Task item
What does the data read, word for word, from the line containing "column 264, row 111" through its final line? Give those lines only.
- - - - -
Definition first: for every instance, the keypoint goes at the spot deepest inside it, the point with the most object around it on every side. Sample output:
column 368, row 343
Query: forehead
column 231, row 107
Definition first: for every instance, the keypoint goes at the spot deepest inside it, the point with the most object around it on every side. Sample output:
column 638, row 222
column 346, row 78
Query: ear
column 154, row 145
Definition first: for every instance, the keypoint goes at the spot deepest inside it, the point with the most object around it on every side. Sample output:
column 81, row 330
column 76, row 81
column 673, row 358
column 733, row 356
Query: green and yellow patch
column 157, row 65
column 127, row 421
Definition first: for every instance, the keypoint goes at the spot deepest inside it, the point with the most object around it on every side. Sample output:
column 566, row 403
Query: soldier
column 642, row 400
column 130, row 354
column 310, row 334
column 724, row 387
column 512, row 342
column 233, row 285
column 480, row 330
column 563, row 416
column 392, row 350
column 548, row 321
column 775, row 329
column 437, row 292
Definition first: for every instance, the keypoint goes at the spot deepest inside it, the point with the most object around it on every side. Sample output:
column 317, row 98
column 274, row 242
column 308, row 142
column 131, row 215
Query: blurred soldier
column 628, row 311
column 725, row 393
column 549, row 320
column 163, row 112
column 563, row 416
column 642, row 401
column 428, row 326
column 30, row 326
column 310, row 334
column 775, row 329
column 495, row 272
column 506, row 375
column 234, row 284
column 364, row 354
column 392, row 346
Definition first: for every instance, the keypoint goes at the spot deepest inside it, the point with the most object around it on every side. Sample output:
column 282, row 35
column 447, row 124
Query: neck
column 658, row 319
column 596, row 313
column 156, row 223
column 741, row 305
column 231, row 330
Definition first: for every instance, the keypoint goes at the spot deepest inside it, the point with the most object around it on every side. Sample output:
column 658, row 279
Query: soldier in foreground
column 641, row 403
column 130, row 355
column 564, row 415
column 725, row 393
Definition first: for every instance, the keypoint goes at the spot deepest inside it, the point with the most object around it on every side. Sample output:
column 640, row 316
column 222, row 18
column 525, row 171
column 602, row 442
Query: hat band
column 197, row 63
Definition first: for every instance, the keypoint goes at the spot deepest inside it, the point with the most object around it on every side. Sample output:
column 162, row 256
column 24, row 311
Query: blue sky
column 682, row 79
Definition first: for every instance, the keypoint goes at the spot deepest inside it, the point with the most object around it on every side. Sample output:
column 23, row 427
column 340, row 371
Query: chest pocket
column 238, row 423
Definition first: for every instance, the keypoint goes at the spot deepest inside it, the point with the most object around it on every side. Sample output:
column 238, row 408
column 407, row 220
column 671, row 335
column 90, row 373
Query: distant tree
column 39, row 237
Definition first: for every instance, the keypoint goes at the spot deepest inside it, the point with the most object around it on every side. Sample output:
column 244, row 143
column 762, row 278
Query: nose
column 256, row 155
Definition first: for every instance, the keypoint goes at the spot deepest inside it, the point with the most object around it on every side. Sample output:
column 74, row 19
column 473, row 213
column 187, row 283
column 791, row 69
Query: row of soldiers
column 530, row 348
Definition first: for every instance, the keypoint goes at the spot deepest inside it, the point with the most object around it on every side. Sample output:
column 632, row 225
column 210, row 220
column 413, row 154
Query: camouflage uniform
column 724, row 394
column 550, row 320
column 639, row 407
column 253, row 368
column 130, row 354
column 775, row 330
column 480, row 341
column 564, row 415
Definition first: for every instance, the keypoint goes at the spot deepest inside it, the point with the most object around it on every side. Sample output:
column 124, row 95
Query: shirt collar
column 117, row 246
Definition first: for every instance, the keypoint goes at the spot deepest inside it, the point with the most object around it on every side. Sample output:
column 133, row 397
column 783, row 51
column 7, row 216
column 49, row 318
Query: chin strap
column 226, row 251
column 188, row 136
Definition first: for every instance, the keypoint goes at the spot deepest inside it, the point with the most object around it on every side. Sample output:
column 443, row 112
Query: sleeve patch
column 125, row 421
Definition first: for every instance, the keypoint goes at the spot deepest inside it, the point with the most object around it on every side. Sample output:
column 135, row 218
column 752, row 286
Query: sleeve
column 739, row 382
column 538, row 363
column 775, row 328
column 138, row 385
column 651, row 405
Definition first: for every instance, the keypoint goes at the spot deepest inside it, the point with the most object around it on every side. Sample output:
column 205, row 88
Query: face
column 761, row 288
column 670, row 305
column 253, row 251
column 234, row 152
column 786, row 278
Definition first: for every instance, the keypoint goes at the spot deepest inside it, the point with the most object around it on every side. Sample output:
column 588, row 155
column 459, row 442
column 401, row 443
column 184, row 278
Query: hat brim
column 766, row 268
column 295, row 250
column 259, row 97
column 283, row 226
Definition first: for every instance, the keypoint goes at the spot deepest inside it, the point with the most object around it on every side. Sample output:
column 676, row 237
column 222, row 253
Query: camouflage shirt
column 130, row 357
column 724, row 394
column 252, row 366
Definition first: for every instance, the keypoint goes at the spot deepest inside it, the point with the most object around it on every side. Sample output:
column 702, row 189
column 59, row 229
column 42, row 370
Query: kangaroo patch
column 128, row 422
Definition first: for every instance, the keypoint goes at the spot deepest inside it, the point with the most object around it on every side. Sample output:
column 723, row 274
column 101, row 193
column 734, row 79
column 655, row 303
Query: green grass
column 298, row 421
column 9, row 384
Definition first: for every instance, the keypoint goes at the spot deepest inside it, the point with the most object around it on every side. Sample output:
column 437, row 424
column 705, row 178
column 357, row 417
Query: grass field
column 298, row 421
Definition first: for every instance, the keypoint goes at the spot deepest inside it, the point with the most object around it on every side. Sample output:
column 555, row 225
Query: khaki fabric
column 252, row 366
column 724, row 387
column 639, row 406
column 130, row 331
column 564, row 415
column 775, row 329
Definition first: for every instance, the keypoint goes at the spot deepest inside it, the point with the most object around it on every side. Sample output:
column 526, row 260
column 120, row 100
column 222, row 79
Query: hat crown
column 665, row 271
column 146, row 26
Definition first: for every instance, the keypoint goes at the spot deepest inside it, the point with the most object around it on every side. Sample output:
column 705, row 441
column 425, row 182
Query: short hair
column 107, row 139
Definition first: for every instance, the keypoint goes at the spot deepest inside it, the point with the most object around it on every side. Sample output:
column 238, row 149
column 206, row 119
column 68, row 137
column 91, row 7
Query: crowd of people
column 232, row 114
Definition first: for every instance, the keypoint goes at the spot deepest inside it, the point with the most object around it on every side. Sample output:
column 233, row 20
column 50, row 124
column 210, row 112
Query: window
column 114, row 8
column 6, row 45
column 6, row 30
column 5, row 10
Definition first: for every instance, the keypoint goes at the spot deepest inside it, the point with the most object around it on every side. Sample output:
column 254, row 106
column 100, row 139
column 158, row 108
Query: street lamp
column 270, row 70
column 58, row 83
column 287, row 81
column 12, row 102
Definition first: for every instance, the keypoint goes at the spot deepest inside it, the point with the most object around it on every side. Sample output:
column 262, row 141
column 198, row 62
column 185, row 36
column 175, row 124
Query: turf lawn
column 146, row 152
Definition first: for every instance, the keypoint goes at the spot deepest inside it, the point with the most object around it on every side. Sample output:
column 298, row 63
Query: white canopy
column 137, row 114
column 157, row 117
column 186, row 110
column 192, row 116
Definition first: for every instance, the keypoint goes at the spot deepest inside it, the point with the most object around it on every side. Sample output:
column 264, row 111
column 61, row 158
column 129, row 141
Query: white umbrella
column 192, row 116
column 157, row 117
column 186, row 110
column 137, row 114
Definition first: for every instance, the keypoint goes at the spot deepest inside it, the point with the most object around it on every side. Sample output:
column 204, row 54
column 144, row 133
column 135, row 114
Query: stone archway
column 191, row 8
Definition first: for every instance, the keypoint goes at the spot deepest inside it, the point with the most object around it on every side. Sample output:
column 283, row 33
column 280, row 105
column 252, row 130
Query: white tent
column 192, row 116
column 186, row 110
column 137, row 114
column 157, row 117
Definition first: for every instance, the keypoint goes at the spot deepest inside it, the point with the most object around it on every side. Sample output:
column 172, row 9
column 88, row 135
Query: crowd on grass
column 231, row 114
- - - - -
Solved exercise
column 264, row 111
column 61, row 158
column 129, row 141
Query: white umbrella
column 192, row 116
column 157, row 117
column 186, row 110
column 137, row 114
Definition first: for every instance, the keypoint goes at the spot deepest inside it, the point with the most object around it on every side. Sample output:
column 204, row 54
column 144, row 133
column 135, row 114
Query: stone archway
column 191, row 8
Definition first: for every instance, the keypoint goes at the spot deepest inside it, the point with the most object around it on every side. Sample output:
column 283, row 33
column 280, row 105
column 252, row 130
Query: white tent
column 192, row 116
column 186, row 110
column 137, row 114
column 157, row 117
Definition first: for every instance, the keypoint goes at the spot deepest inside it, the point with the most object around it on every side. Sample output:
column 172, row 9
column 88, row 135
Query: crowd on grass
column 231, row 114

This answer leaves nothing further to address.